What to produce: Leave out the pictures and copy every record exactly.

The records:
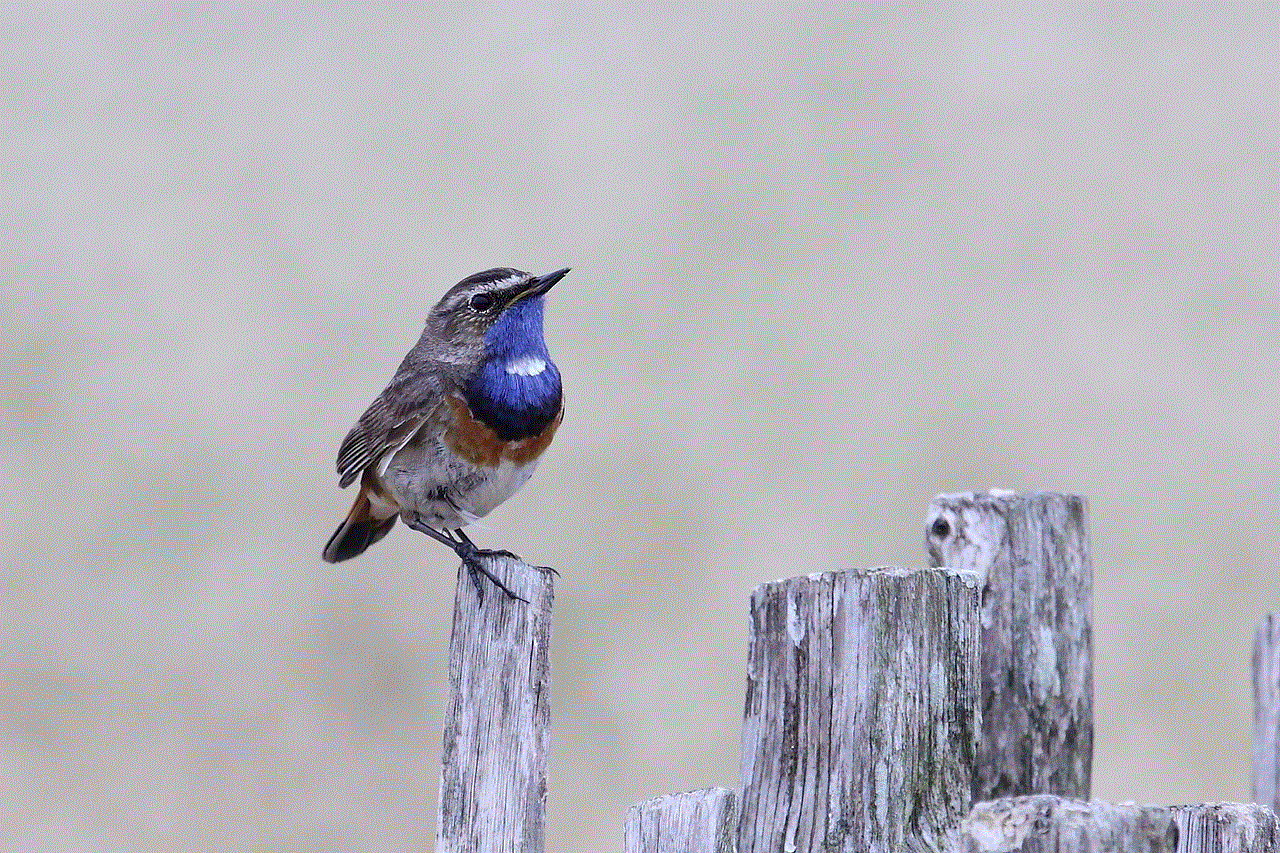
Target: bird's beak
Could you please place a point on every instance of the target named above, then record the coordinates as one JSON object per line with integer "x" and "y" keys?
{"x": 543, "y": 283}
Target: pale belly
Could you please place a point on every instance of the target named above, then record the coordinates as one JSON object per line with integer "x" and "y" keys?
{"x": 446, "y": 491}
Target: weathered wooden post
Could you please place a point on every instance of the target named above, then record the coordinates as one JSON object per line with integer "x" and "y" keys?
{"x": 1266, "y": 712}
{"x": 860, "y": 720}
{"x": 1047, "y": 824}
{"x": 1226, "y": 828}
{"x": 1037, "y": 638}
{"x": 698, "y": 821}
{"x": 497, "y": 724}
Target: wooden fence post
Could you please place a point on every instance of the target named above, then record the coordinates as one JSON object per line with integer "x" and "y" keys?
{"x": 1266, "y": 712}
{"x": 860, "y": 720}
{"x": 1037, "y": 635}
{"x": 698, "y": 821}
{"x": 497, "y": 723}
{"x": 1225, "y": 828}
{"x": 1047, "y": 824}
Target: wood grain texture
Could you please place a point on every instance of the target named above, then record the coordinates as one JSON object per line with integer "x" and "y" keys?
{"x": 696, "y": 821}
{"x": 1037, "y": 634}
{"x": 1054, "y": 825}
{"x": 497, "y": 724}
{"x": 1266, "y": 712}
{"x": 860, "y": 724}
{"x": 1226, "y": 828}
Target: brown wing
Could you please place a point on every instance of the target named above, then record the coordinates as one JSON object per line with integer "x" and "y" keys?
{"x": 391, "y": 420}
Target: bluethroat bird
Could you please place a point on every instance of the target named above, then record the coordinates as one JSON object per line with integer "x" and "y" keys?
{"x": 462, "y": 423}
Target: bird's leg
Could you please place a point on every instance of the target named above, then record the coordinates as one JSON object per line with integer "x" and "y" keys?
{"x": 471, "y": 556}
{"x": 501, "y": 553}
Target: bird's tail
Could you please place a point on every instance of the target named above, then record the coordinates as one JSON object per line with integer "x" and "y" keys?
{"x": 360, "y": 529}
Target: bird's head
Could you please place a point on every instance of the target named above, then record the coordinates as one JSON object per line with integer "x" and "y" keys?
{"x": 496, "y": 314}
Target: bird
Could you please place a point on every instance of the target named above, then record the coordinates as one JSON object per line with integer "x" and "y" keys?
{"x": 462, "y": 423}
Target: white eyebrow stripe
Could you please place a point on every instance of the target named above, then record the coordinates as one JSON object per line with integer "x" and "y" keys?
{"x": 526, "y": 365}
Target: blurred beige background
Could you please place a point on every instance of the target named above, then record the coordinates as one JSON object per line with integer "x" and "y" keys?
{"x": 827, "y": 263}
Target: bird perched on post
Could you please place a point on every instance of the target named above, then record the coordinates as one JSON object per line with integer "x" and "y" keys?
{"x": 462, "y": 423}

Output for this exercise:
Target: bird's beak
Could you please place a point on every instance of the target named above, then record the coordinates as one JSON object per line with integer "x" and "y" keys?
{"x": 543, "y": 283}
Target: pale belly
Could you please place a point on every instance of the target named above, then record the coordinates as one JSON object per line with integer "x" and "y" keys?
{"x": 446, "y": 491}
Target: weathered wooden post
Could you please place a point on every instance of the target named above, then record the coordinates as one JSON object per line with integer "x" and "y" keys?
{"x": 1266, "y": 712}
{"x": 860, "y": 720}
{"x": 1047, "y": 824}
{"x": 1226, "y": 828}
{"x": 1037, "y": 638}
{"x": 698, "y": 821}
{"x": 497, "y": 724}
Target: wooden fence post
Could you please place a point on every instance of the target named above, then record the coordinates as one JSON object per line with integer "x" and "y" keys?
{"x": 1266, "y": 712}
{"x": 860, "y": 720}
{"x": 1037, "y": 635}
{"x": 698, "y": 821}
{"x": 497, "y": 723}
{"x": 1225, "y": 828}
{"x": 1047, "y": 824}
Target: wood grain texture
Could you please place a point on every instance of the target named above, then record the coordinates as one JSON object per line with integer "x" and "y" keys?
{"x": 696, "y": 821}
{"x": 1037, "y": 634}
{"x": 1054, "y": 825}
{"x": 497, "y": 724}
{"x": 1266, "y": 712}
{"x": 860, "y": 724}
{"x": 1226, "y": 828}
Target: brown wing
Could you please place a point on every instance of the target named above, then record the coordinates as one JSON object per line with integer "x" and "y" keys?
{"x": 391, "y": 420}
Target: bluethroat bird
Could you please place a point on every instance of the target named above, then record the coordinates as one JSON object per line with integer "x" and "y" keys?
{"x": 462, "y": 423}
Target: bird's leg
Could you please place a point on every instance of the target named above, then record the coordinates as one JSON object per line with integer "x" and "y" keys?
{"x": 471, "y": 556}
{"x": 501, "y": 553}
Target: bird's tail
Could you please place a point on every instance of the target named above, then record the coordinates as one JSON object per line with integer "x" and "y" keys?
{"x": 360, "y": 529}
Target: bird's head
Could you please place a point on every instance of the target named above, then record the coordinates as one JSON object per line with integer "x" and "y" keys?
{"x": 496, "y": 314}
Target: bird
Could you please place a point on every instance of the target named above, then record the coordinates as one JSON object per line with integer "x" and "y" keys?
{"x": 462, "y": 423}
Target: white eyebrow stripe
Could you please place a point on every instance of the target named above, then record the coordinates as one JSON object per line with integer "x" and "y" keys?
{"x": 526, "y": 365}
Target: blurred beige background
Could you please place a point on every instance of the target named above, then record the coordinates as one JSON object per line with integer "x" and "y" keys?
{"x": 827, "y": 263}
Target: bird perched on post
Could you please place a point on every instance of the target named above, then record the coordinates as one JSON object per line with integer "x" and "y" keys?
{"x": 462, "y": 423}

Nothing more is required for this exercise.